- **What to do**:
Your answer should be the line containing "the dirt mound." and every line after it to the end of the records below, word for word.

----- Input -----

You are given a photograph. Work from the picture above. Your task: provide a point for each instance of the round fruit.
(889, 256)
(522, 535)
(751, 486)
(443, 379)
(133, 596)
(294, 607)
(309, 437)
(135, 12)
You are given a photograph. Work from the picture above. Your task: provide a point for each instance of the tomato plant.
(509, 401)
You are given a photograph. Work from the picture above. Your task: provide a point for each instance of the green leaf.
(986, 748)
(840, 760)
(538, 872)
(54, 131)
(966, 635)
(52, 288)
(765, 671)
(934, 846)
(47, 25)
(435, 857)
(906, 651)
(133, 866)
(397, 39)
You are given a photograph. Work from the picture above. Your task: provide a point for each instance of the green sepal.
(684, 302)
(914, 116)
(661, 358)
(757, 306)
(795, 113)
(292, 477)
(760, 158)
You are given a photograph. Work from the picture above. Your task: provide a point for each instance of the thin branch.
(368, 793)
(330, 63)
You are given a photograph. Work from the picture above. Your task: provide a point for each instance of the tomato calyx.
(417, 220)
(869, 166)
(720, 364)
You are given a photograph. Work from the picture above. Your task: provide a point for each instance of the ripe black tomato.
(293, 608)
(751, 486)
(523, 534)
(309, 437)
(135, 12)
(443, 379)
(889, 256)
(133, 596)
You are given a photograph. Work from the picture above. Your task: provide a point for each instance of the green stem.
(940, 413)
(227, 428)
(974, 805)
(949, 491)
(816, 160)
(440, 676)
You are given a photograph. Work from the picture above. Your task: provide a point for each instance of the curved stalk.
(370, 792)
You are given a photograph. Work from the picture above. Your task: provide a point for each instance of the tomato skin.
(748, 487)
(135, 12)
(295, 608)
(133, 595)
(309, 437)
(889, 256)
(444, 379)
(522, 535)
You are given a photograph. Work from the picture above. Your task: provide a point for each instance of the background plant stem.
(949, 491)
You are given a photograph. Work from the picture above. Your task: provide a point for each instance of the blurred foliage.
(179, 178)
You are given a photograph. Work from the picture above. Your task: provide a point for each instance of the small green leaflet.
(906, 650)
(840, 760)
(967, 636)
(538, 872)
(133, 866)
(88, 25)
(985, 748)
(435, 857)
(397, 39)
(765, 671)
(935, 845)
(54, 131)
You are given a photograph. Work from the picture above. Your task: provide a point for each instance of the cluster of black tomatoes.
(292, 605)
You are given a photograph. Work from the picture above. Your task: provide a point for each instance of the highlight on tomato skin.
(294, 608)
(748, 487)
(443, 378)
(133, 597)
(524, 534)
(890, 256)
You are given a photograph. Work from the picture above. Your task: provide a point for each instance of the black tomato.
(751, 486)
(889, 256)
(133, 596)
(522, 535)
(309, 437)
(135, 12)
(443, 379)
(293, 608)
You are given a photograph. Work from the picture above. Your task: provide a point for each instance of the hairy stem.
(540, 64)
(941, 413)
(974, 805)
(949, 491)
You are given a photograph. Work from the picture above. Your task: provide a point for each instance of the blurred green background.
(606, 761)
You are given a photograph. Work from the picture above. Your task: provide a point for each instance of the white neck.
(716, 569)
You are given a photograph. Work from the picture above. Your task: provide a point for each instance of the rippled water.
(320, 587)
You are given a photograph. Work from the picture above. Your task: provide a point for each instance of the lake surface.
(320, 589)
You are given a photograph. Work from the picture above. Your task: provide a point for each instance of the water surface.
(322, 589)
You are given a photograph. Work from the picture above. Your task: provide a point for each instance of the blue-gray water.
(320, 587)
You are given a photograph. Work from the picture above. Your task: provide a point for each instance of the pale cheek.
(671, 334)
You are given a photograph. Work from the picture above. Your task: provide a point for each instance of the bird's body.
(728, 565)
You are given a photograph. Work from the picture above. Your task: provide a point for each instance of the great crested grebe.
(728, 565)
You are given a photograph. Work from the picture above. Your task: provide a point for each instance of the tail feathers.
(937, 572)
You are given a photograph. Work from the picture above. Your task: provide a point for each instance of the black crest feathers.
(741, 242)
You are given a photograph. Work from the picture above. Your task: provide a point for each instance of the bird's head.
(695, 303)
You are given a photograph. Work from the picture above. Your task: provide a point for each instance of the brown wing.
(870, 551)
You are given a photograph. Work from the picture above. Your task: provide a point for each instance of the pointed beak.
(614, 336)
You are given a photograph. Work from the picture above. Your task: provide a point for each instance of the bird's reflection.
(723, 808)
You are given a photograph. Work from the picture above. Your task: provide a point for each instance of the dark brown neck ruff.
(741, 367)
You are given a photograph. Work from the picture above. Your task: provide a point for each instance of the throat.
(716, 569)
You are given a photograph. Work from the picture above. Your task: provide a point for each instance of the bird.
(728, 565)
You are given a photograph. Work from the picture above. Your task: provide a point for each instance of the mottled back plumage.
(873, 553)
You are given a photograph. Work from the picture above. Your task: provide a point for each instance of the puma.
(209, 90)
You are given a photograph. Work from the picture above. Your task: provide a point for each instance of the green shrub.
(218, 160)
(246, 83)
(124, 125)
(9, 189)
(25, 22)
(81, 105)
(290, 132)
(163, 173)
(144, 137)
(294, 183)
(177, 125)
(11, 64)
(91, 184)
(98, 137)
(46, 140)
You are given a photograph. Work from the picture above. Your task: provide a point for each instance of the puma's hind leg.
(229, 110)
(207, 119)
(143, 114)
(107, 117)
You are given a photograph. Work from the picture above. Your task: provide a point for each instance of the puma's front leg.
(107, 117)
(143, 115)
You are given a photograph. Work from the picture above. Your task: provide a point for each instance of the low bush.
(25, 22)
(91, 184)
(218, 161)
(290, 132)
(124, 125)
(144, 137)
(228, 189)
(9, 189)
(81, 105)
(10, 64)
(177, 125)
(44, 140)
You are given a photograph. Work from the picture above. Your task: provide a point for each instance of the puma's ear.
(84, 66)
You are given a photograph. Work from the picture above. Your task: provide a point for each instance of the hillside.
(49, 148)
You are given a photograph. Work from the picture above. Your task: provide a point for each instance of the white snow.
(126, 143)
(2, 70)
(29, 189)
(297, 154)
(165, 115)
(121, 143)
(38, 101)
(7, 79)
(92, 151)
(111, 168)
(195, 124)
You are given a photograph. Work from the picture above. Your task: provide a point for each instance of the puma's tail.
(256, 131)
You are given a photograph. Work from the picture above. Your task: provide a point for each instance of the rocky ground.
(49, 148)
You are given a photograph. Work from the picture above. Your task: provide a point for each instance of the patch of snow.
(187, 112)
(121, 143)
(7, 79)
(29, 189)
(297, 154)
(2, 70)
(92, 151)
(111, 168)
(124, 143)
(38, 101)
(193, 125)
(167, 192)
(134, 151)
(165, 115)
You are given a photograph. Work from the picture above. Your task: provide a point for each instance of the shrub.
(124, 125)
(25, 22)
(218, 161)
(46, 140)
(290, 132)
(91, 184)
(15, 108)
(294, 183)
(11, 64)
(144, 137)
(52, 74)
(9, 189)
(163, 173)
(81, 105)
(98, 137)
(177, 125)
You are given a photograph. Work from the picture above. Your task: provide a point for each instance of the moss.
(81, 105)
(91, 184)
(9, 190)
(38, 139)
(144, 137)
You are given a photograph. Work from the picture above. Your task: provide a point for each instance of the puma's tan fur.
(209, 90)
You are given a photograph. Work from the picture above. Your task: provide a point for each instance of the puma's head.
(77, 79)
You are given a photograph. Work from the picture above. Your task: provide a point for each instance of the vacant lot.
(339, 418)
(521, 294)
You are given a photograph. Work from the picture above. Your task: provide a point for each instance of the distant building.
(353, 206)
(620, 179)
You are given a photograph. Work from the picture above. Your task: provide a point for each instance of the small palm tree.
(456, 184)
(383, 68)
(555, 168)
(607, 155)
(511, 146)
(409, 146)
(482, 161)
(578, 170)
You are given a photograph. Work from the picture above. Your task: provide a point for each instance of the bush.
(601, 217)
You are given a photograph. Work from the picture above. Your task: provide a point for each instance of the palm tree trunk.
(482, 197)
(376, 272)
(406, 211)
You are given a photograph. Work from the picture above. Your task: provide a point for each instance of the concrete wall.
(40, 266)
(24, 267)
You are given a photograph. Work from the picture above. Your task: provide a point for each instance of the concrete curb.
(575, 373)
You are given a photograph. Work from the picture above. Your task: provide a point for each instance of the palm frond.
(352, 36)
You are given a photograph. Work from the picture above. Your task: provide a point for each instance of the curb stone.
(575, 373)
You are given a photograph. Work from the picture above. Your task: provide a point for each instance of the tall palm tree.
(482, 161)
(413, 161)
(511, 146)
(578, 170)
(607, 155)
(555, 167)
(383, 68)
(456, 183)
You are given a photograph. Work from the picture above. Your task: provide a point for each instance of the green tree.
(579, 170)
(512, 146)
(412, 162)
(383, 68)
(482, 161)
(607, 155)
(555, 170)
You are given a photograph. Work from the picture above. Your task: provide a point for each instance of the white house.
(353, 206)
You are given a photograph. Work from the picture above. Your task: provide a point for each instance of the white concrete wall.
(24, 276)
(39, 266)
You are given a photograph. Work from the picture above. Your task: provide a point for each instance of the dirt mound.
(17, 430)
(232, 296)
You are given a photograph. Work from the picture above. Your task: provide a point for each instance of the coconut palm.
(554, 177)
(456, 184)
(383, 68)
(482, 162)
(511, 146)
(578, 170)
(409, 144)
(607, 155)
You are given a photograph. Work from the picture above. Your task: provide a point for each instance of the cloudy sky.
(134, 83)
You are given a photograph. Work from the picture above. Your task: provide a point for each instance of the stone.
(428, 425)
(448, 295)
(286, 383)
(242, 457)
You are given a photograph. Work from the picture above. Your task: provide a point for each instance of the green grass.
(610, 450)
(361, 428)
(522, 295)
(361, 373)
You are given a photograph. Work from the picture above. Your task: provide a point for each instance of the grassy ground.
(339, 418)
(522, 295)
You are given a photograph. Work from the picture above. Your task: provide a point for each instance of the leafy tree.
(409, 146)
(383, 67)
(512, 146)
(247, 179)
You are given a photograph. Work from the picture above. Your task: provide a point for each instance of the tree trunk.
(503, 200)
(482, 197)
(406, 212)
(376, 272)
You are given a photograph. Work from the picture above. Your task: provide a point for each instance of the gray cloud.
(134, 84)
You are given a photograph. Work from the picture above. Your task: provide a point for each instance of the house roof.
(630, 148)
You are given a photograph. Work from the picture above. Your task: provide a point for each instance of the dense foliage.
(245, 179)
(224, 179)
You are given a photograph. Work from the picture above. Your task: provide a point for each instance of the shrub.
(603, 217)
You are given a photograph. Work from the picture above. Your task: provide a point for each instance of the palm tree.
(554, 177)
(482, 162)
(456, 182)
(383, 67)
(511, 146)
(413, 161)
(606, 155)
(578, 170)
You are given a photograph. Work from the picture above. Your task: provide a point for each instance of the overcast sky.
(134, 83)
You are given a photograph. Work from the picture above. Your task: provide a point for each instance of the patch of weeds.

-----

- **Solved exercise**:
You are given a photograph. Work from the picture above. Your task: provide a point for each instance of the dirt mound.
(17, 430)
(232, 296)
You are given a photograph. Work from the picture above. Your task: provide a point for each instance of the coconut palm.
(554, 177)
(456, 184)
(383, 68)
(482, 162)
(511, 146)
(578, 170)
(409, 144)
(607, 155)
You are given a photograph. Work from the picture above. Your task: provide a point for each instance of the cloudy sky.
(134, 83)
You are given a photograph. Work from the picture above. Your task: provide a point for each instance of the stone.
(428, 425)
(448, 295)
(286, 383)
(242, 457)
You are given a photograph. Work from the picture above. Your task: provide a point for each instance of the green grass.
(610, 450)
(361, 428)
(522, 295)
(361, 373)
You are given a photograph. Work from the picture above. Your task: provide a point for each instance of the grassy ground.
(339, 418)
(522, 295)
You are given a photograph. Work from the picture above. Your task: provide a point for each instance of the leafy tree.
(409, 146)
(383, 67)
(512, 146)
(247, 179)
You are given a photograph. Work from the picture above. Your task: provide a point for each instance of the tree trunk.
(503, 200)
(482, 197)
(406, 212)
(376, 272)
You are given a photograph. Work from the picture above. Your task: provide a point for each instance of the gray cloud.
(134, 84)
You are given a photograph. Work from the picture above. Your task: provide a point for each instance of the house roof.
(630, 148)
You are given a photograph. Work from the picture above. Your task: provide a point for each instance of the dense foliage.
(245, 179)
(224, 179)
You are given a photograph. Work from the picture above. Your task: provide a point for each instance of the shrub.
(603, 217)
You are given a photograph. Work from the picture above. Your task: provide a point for each instance of the palm tree.
(554, 177)
(482, 162)
(456, 182)
(383, 67)
(511, 146)
(413, 161)
(606, 155)
(578, 170)
You are given a photograph. Work from the picture above. Your task: provide a point for each instance of the overcast sky.
(134, 83)
You are given a photograph. Work from the picture above. Your task: provide a point for each instance of the patch of weeds.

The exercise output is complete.